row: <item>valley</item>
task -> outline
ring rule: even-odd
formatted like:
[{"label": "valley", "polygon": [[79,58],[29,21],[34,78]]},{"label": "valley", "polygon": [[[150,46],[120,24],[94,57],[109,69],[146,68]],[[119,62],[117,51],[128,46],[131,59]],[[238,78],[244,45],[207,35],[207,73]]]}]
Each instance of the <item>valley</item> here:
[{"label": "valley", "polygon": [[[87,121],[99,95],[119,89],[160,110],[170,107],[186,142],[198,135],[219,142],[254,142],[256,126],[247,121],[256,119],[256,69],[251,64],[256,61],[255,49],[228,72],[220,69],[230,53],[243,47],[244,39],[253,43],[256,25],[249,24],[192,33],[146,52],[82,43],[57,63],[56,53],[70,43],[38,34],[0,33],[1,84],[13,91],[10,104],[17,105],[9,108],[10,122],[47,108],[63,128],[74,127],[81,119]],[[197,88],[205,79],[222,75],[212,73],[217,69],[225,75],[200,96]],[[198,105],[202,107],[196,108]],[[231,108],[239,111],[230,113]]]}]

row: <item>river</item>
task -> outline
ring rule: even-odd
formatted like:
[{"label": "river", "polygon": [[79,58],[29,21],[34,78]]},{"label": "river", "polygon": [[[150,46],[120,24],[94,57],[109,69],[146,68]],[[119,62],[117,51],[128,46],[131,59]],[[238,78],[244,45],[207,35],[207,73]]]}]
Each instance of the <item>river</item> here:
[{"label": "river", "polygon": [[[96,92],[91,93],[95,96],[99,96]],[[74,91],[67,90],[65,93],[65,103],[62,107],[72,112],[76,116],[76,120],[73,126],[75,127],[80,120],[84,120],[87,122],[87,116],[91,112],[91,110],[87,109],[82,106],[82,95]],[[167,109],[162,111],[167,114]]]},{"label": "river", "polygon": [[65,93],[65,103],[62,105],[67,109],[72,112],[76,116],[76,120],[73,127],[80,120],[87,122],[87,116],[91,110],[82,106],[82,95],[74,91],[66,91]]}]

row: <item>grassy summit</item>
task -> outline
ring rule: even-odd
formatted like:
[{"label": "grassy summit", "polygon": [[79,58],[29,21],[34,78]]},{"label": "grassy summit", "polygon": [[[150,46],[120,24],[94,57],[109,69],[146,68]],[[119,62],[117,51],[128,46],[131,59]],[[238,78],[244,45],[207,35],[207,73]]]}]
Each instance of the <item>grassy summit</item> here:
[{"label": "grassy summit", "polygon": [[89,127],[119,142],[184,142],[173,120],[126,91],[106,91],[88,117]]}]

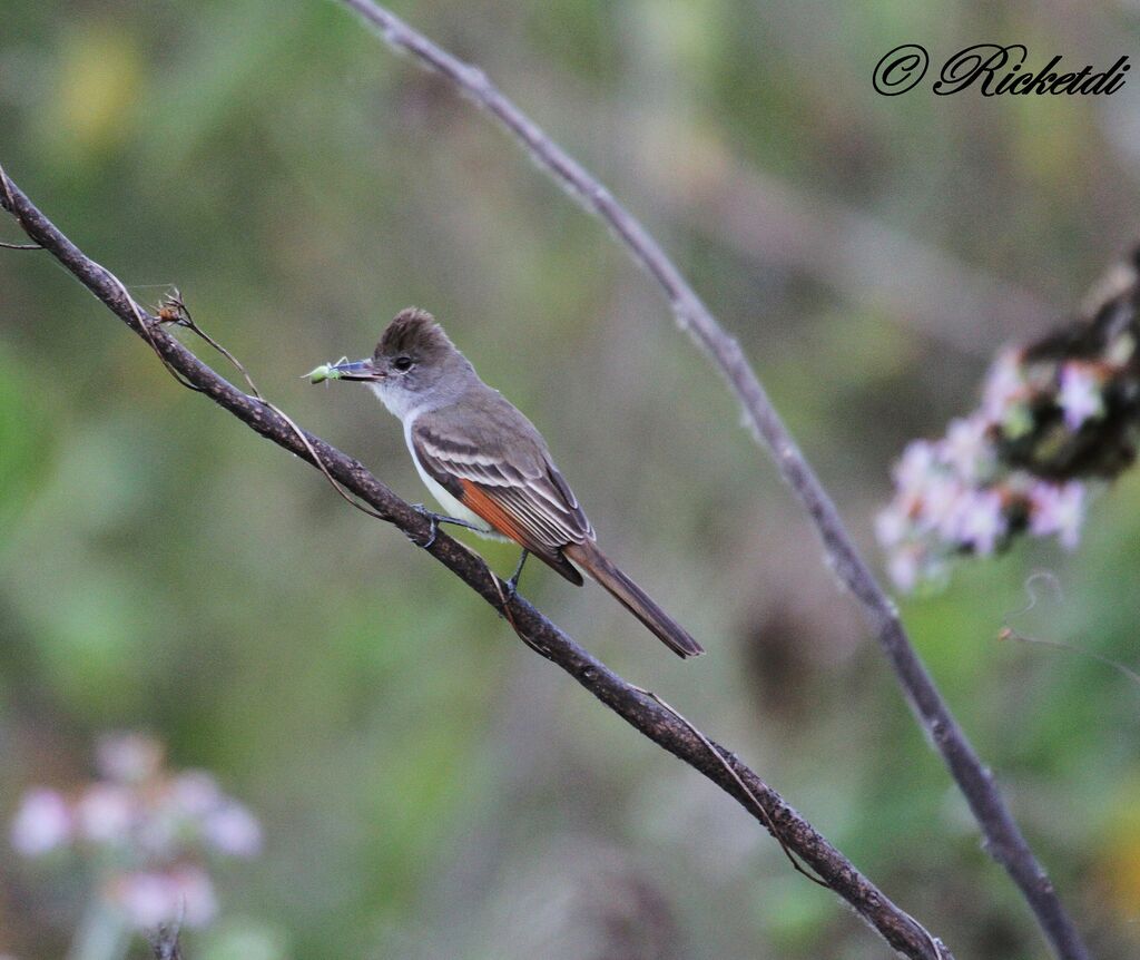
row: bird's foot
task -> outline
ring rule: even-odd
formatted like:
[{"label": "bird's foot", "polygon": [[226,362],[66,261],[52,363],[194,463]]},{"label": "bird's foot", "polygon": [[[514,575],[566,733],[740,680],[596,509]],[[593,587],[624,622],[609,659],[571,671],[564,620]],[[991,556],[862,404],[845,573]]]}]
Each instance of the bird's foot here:
[{"label": "bird's foot", "polygon": [[[427,550],[433,543],[435,543],[435,535],[439,534],[439,521],[442,520],[442,518],[438,513],[432,513],[422,503],[412,504],[412,509],[421,516],[426,516],[427,520],[431,521],[431,529],[427,532],[427,539],[422,544],[416,544],[416,546]],[[408,537],[408,539],[410,539],[414,544],[416,543],[414,537]]]}]

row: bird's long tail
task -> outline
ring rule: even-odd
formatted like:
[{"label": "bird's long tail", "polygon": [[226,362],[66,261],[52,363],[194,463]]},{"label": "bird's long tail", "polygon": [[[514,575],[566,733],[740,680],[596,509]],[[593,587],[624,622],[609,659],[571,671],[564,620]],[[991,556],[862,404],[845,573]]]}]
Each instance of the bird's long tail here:
[{"label": "bird's long tail", "polygon": [[622,573],[592,540],[570,544],[562,553],[605,587],[678,657],[699,657],[705,649],[658,607],[637,584]]}]

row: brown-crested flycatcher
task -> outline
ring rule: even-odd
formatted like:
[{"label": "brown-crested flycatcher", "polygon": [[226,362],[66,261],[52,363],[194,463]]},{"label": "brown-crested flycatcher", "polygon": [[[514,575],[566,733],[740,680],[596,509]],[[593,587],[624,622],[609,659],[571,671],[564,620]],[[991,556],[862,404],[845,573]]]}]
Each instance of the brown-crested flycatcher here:
[{"label": "brown-crested flycatcher", "polygon": [[318,367],[310,376],[363,381],[399,417],[420,477],[447,512],[427,514],[432,539],[443,522],[514,540],[522,555],[512,591],[532,553],[576,586],[579,570],[588,573],[678,656],[705,652],[597,548],[542,434],[479,379],[431,314],[401,311],[369,359]]}]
========================
Which lines of the entries above contain the string "brown"? Pull out each such line in full, treating uppercase and lowercase letters as different.

row: brown-crested flycatcher
[{"label": "brown-crested flycatcher", "polygon": [[226,362],[66,261],[52,363],[194,463]]},{"label": "brown-crested flycatcher", "polygon": [[[514,575],[566,733],[740,680],[596,509]],[[593,587],[624,622],[609,659],[571,671],[564,620]],[[991,556],[862,404],[845,573]]]}]
Each instance of the brown-crested flycatcher here:
[{"label": "brown-crested flycatcher", "polygon": [[318,367],[310,376],[363,381],[399,417],[420,477],[447,512],[427,514],[432,539],[443,522],[514,540],[522,555],[512,591],[532,553],[576,586],[579,570],[588,573],[678,656],[705,652],[597,548],[542,434],[479,379],[431,314],[401,311],[369,359]]}]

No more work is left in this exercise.